Exercise objective: Go to the line holding "like [402, 304]." in the entries below and write out exactly every line down to and including the line holding "like [635, 265].".

*** Data for the task ***

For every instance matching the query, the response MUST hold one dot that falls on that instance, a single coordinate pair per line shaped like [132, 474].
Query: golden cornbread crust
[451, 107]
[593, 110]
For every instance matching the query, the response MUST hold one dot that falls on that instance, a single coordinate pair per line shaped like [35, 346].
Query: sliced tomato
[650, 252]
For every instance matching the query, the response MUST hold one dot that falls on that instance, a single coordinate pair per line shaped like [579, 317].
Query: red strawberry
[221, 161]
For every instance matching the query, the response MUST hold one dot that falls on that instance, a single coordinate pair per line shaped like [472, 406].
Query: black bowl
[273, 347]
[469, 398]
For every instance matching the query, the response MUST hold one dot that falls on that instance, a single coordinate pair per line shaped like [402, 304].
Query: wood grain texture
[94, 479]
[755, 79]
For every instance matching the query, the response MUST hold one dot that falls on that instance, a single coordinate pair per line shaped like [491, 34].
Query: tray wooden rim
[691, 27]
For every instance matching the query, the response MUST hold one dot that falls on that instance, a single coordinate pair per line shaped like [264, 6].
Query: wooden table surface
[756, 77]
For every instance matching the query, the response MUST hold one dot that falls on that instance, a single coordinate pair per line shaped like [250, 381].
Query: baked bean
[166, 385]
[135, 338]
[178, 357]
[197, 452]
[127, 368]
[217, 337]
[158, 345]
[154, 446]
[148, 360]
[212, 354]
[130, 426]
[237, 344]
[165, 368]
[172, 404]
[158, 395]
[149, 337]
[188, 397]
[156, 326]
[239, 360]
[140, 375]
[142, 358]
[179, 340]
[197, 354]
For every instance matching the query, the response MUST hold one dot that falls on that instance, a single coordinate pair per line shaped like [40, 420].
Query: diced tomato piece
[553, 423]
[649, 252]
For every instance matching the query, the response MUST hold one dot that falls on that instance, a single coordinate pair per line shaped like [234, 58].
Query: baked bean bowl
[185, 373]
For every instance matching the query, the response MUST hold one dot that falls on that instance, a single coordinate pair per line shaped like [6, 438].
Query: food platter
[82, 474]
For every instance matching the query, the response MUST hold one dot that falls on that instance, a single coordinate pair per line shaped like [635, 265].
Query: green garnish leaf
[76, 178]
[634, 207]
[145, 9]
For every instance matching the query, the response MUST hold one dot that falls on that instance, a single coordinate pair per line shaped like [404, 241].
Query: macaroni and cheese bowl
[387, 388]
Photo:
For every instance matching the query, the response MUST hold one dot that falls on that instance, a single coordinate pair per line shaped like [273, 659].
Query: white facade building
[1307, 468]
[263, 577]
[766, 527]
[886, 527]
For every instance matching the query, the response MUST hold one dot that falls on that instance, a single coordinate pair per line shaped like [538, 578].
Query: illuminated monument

*** End of Data for the task ***

Answer:
For every instance matching the query, the response MUST hold one dot that falls on that instance, a single coordinate pair per line shaped like [402, 304].
Query: wood grain texture
[94, 479]
[755, 79]
For every instance matching the query, the response MUST hold one dot that falls on that instance, a single coordinate pair per line shaped like [491, 34].
Query: tray wooden rim
[691, 27]
For every instance matching the query, the response MUST hold one dot that falls on that instance, a single coordinate pair per line shaped like [264, 6].
Query: wooden table surface
[756, 77]
For every instance matching the query, the response MUST hold one dot that falls on that instance, a single coordinate pair per line shaped like [250, 381].
Query: baked bean
[166, 385]
[135, 338]
[178, 357]
[197, 452]
[127, 368]
[217, 337]
[158, 345]
[154, 446]
[148, 360]
[212, 354]
[130, 426]
[237, 344]
[165, 368]
[172, 404]
[158, 395]
[149, 337]
[188, 397]
[156, 326]
[239, 360]
[140, 375]
[142, 358]
[179, 340]
[197, 354]
For every instance matching the query, the response MUST hold one dot that falls on that instance, a single coordinate pair per line shaped like [40, 420].
Query: diced tomato piece
[553, 423]
[649, 252]
For every instance matching the query, the response MUST hold one dot that falls on that instance, a single coordinate pair per line shaped like [234, 58].
Query: baked bean bowl
[185, 373]
For every instance matching the query, the response MUST hold one dot that falls on that instance, a single coordinate pair per line shaped like [6, 438].
Query: food platter
[82, 474]
For every instance matching the query, the response MUST hold one dot that falls on that instance, a single coordinate pair per line shaped like [635, 265].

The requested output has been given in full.